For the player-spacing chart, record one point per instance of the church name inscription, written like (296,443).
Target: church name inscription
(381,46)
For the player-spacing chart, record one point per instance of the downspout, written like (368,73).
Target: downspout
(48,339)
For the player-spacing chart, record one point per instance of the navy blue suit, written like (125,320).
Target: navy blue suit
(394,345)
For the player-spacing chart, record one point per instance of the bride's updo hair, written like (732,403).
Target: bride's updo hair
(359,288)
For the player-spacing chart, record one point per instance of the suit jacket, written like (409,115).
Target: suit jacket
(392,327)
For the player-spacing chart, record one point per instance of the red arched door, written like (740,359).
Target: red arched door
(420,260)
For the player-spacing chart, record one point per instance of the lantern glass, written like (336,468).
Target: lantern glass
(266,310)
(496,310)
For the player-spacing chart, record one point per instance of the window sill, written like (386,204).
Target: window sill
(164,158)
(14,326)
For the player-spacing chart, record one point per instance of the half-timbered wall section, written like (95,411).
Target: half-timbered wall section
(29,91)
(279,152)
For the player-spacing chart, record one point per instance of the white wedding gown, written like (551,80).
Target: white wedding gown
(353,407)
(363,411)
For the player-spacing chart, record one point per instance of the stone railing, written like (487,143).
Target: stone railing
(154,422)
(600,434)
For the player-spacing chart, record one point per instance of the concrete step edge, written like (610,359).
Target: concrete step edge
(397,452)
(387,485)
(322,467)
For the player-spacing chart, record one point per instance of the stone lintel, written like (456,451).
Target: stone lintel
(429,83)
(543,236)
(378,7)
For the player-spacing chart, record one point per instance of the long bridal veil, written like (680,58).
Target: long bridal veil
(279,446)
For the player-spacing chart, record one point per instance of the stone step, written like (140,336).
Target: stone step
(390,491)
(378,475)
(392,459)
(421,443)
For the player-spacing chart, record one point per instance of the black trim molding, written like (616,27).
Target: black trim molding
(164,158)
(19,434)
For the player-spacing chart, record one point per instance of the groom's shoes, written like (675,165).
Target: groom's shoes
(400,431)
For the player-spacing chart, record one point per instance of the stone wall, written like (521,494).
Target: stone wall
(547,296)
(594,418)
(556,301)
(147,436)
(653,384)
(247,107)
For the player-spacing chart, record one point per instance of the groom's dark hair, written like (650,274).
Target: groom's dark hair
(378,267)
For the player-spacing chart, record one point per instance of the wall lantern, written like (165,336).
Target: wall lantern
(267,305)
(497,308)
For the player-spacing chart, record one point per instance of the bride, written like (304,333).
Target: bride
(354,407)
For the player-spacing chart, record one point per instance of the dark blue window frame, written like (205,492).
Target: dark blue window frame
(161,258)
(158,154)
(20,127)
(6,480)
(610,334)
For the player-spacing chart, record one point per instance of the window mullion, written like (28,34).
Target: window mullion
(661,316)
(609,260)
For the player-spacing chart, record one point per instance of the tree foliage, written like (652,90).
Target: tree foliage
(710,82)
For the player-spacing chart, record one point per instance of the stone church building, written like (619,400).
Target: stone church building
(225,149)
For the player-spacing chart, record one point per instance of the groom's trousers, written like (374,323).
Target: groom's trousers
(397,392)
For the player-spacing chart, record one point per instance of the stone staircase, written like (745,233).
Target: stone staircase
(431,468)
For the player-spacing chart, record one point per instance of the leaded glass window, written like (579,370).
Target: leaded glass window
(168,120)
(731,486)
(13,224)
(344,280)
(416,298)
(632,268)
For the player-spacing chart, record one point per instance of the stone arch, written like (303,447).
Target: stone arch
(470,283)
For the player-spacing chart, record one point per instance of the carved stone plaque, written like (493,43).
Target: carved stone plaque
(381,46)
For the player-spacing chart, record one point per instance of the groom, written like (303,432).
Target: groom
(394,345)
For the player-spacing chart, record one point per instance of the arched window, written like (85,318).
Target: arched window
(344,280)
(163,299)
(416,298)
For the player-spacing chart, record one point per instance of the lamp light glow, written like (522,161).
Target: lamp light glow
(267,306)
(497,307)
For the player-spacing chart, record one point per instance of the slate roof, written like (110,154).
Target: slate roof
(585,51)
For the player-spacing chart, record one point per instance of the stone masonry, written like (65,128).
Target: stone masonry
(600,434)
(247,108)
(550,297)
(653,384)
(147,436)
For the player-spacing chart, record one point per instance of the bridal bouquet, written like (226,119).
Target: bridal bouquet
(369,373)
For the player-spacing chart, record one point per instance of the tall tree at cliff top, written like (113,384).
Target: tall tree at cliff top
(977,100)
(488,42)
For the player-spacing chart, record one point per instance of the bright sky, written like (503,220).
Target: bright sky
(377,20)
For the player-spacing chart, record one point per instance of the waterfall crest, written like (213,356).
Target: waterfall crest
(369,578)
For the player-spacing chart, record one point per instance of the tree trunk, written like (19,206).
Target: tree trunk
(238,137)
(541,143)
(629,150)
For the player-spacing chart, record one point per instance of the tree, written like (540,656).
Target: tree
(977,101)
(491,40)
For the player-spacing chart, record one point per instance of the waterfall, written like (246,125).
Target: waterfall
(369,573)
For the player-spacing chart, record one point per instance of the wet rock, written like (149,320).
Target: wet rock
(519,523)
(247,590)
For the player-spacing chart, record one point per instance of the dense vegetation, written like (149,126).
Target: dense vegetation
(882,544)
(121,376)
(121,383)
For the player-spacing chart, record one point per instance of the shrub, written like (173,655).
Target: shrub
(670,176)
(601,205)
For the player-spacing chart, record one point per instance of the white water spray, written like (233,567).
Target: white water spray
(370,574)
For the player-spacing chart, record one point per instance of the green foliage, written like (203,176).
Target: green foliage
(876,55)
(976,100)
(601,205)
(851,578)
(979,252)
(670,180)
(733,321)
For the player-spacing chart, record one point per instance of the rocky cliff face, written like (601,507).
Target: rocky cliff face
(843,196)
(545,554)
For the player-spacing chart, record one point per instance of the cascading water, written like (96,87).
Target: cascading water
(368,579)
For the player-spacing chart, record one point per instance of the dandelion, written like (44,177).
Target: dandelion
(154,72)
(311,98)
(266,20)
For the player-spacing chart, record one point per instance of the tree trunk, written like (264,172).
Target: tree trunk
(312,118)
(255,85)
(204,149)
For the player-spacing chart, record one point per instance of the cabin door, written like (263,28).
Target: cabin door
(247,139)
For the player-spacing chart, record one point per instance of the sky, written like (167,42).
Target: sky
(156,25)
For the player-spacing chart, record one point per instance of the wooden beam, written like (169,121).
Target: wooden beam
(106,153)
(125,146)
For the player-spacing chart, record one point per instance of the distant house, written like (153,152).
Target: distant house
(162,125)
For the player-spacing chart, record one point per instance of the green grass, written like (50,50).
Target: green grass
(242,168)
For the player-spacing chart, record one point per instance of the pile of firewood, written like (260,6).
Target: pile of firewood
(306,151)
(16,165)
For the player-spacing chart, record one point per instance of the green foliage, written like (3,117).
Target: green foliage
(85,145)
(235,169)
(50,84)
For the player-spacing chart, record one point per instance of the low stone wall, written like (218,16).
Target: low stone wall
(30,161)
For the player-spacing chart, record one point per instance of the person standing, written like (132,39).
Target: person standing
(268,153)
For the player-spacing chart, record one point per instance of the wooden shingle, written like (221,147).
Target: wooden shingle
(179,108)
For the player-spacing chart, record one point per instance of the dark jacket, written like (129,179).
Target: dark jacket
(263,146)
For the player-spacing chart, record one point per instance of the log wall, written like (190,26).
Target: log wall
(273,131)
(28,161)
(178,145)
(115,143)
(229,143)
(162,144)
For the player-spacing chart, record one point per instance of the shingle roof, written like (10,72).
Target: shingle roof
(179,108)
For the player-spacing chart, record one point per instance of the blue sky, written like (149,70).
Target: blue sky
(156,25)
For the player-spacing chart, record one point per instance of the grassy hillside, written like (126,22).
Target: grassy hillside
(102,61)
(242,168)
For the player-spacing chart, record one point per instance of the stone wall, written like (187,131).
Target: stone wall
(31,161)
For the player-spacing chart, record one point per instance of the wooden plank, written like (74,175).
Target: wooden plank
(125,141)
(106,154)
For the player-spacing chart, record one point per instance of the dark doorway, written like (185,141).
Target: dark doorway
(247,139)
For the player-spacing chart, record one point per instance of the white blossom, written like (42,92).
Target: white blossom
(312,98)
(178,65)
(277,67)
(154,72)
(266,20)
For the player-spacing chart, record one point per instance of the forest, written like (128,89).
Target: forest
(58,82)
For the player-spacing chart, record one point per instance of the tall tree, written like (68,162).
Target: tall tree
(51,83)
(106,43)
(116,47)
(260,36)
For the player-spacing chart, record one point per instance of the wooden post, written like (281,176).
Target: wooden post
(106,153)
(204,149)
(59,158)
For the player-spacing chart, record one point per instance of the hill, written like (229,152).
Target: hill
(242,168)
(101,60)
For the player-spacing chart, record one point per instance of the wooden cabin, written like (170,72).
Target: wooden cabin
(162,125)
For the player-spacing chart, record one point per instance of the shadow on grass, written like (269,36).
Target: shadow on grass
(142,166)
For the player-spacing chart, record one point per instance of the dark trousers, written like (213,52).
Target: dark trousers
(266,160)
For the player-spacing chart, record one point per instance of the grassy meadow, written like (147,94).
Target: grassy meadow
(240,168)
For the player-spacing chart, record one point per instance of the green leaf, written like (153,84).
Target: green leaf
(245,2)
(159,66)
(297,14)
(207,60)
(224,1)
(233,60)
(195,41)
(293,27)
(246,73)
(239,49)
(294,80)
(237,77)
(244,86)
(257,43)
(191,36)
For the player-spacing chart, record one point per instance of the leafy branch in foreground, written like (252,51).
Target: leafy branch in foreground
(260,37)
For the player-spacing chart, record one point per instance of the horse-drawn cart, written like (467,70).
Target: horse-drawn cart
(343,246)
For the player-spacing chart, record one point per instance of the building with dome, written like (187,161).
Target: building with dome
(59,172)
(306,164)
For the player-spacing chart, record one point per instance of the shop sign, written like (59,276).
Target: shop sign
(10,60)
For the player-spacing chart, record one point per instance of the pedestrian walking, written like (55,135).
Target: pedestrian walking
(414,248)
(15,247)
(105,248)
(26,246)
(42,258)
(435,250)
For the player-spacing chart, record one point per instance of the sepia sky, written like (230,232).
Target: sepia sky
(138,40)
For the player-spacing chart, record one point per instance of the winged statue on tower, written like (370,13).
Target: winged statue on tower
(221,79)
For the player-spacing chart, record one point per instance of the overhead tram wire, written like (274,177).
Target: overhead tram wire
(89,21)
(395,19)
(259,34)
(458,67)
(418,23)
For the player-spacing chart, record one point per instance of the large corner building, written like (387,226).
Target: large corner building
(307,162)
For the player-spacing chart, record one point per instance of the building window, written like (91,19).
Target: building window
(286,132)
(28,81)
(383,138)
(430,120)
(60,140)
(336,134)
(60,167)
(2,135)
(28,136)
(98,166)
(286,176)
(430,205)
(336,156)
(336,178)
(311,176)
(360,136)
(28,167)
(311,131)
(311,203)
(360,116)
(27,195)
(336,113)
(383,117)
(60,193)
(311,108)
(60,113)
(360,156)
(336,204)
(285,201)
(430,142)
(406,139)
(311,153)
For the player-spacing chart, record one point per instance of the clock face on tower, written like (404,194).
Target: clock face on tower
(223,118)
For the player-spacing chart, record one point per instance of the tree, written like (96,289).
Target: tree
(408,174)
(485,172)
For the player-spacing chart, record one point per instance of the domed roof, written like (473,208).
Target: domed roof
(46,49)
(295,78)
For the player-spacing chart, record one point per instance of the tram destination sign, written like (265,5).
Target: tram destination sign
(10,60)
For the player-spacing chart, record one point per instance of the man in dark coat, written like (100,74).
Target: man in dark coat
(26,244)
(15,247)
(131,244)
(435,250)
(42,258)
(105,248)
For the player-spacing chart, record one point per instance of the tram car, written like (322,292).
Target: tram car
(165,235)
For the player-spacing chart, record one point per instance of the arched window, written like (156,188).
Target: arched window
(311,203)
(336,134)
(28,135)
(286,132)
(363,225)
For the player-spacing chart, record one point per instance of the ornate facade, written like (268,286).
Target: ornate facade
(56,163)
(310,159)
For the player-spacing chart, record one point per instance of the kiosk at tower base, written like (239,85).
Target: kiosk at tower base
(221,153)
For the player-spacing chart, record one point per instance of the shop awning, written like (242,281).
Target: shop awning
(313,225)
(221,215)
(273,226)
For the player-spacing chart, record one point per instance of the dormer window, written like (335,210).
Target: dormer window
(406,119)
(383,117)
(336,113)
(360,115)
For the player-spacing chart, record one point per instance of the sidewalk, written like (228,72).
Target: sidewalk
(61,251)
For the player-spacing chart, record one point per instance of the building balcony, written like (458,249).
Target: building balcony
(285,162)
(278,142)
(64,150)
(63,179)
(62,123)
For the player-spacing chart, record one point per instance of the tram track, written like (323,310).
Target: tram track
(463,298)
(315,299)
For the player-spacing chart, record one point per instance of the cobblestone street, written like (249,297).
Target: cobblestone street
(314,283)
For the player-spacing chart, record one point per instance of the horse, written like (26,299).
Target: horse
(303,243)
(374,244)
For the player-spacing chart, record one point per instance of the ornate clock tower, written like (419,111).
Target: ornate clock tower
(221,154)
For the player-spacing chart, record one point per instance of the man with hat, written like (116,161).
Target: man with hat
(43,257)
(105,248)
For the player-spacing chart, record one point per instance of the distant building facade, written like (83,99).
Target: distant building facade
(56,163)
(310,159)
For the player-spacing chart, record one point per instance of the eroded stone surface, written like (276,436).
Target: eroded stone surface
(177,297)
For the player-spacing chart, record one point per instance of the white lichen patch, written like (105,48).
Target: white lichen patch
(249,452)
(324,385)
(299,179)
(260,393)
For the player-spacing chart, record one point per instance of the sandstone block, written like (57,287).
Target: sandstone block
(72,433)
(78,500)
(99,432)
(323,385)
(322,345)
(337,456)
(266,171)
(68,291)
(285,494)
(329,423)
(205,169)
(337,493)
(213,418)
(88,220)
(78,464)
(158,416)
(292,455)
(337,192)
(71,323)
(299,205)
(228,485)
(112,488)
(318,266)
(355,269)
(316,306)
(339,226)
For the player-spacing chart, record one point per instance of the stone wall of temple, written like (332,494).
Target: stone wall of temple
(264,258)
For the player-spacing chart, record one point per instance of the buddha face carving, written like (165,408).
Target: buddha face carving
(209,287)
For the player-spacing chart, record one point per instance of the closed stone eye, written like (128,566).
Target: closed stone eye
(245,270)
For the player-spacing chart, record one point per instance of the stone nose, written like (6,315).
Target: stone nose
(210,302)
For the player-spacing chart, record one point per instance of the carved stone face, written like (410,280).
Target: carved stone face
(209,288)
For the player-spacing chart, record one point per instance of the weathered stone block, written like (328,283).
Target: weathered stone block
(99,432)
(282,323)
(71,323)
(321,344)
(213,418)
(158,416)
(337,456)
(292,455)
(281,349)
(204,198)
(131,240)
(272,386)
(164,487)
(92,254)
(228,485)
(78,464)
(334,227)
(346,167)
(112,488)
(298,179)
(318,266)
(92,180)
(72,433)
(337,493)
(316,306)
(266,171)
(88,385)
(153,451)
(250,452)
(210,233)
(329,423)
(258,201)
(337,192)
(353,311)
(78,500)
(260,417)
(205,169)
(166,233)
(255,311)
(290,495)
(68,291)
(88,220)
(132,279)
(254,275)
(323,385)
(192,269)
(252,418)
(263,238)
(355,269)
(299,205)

----------

**Set exercise**
Transcribe the records above exactly, but only from the line that contains "written like (328,283)." through their final line, inclusive.

**Result for this task**
For the player-spacing chart, record one point per instance of the weathered stone block, written like (328,283).
Target: weathered stone block
(99,432)
(282,323)
(71,323)
(321,344)
(213,418)
(158,416)
(337,456)
(292,455)
(281,349)
(204,198)
(131,240)
(272,386)
(164,487)
(92,254)
(228,485)
(78,464)
(334,227)
(346,167)
(112,488)
(298,179)
(318,266)
(92,180)
(72,433)
(337,493)
(316,306)
(266,171)
(88,385)
(153,451)
(250,452)
(210,233)
(329,423)
(258,201)
(337,192)
(353,311)
(78,500)
(260,417)
(205,169)
(166,233)
(255,311)
(290,495)
(68,291)
(88,220)
(132,279)
(254,275)
(323,385)
(192,269)
(252,418)
(263,238)
(355,269)
(299,205)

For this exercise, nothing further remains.